**** Input for this task ****
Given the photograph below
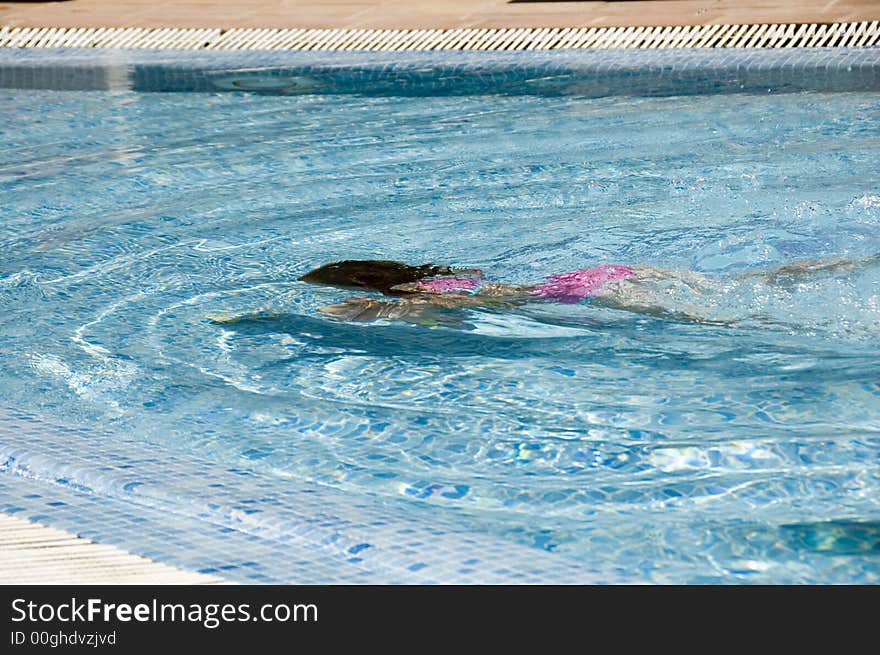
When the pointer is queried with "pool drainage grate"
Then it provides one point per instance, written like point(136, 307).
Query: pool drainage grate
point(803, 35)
****
**** Input for this task ****
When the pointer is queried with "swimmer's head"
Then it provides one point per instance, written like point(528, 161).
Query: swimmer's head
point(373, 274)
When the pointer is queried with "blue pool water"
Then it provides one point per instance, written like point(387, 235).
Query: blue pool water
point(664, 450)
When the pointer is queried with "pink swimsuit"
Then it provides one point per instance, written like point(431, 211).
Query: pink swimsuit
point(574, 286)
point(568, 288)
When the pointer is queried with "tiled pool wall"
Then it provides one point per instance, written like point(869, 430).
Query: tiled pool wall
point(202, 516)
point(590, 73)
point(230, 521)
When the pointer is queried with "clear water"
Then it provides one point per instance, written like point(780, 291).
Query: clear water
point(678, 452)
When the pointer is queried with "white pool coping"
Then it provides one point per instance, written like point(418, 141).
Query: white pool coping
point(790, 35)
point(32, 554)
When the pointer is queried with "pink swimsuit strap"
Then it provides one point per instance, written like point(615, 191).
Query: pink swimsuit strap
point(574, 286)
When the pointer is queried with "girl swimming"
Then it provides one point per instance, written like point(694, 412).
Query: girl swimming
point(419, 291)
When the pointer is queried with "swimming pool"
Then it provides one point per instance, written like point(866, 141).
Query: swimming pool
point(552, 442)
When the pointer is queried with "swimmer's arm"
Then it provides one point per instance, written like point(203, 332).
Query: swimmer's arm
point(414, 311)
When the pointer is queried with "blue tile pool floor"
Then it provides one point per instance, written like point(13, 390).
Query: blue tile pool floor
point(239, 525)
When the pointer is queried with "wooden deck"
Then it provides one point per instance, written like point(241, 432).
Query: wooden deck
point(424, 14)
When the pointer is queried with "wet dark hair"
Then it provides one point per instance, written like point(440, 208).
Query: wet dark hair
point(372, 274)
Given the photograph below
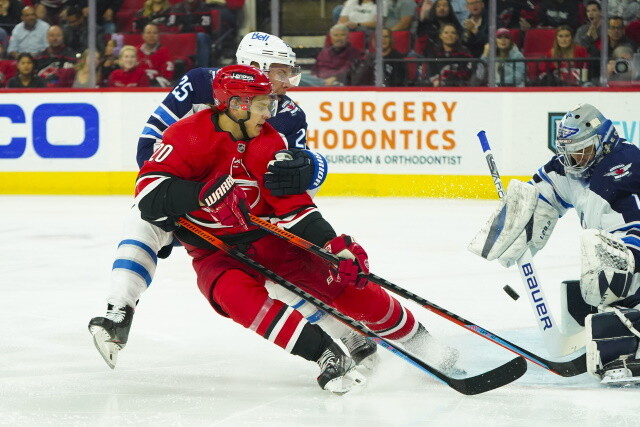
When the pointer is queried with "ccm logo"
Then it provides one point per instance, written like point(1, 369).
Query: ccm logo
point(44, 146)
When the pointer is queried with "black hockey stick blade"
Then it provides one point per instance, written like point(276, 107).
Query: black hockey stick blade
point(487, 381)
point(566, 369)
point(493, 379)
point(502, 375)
****
**** Input for this task ****
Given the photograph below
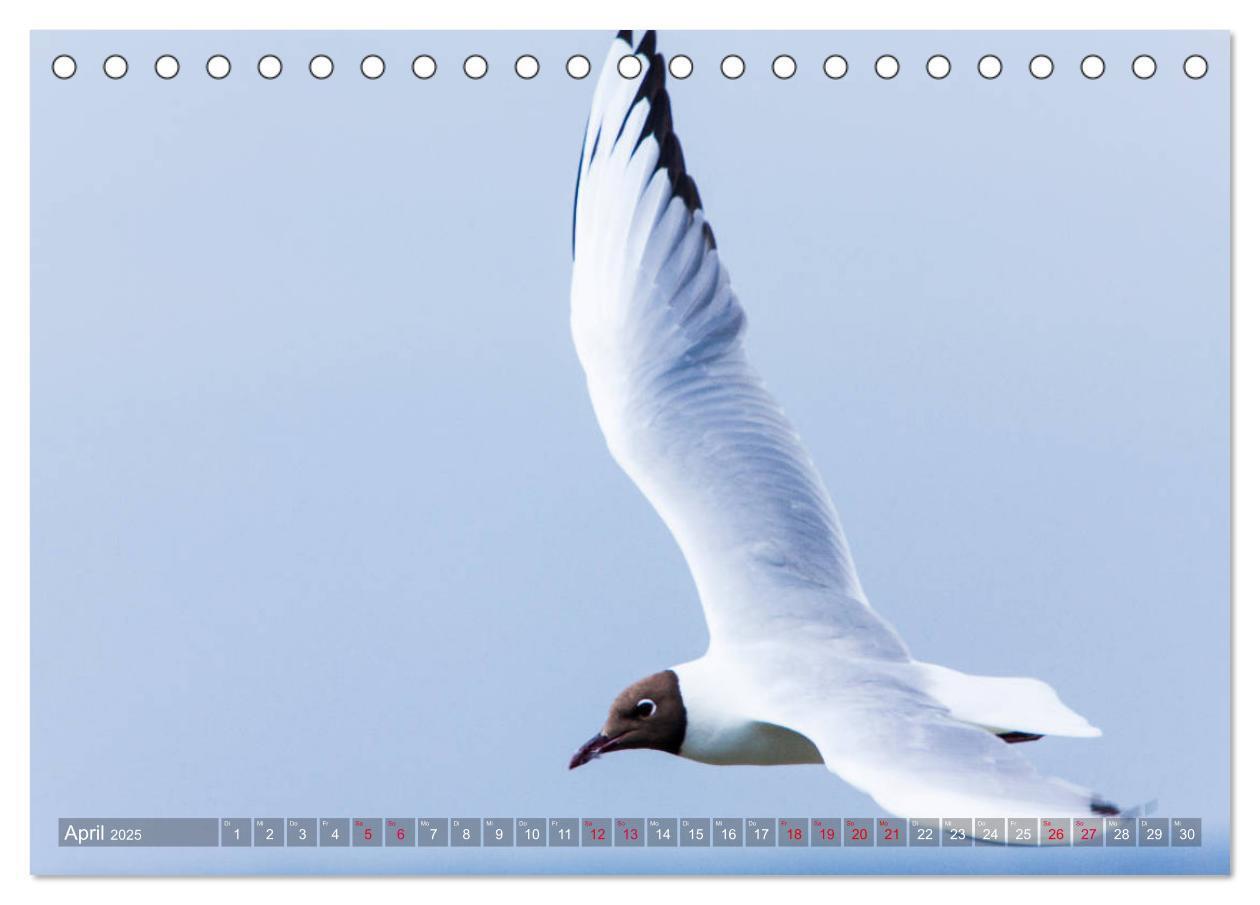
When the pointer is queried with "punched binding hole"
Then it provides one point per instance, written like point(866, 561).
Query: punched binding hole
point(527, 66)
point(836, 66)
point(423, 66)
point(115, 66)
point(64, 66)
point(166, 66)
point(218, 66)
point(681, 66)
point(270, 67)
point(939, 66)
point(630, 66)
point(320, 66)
****
Problem requirements
Extract every line of the data above that contains the string "blade", matching case exactly.

Written response
When the pointer is queried with "black hockey stick blade"
Query: black hockey stick blade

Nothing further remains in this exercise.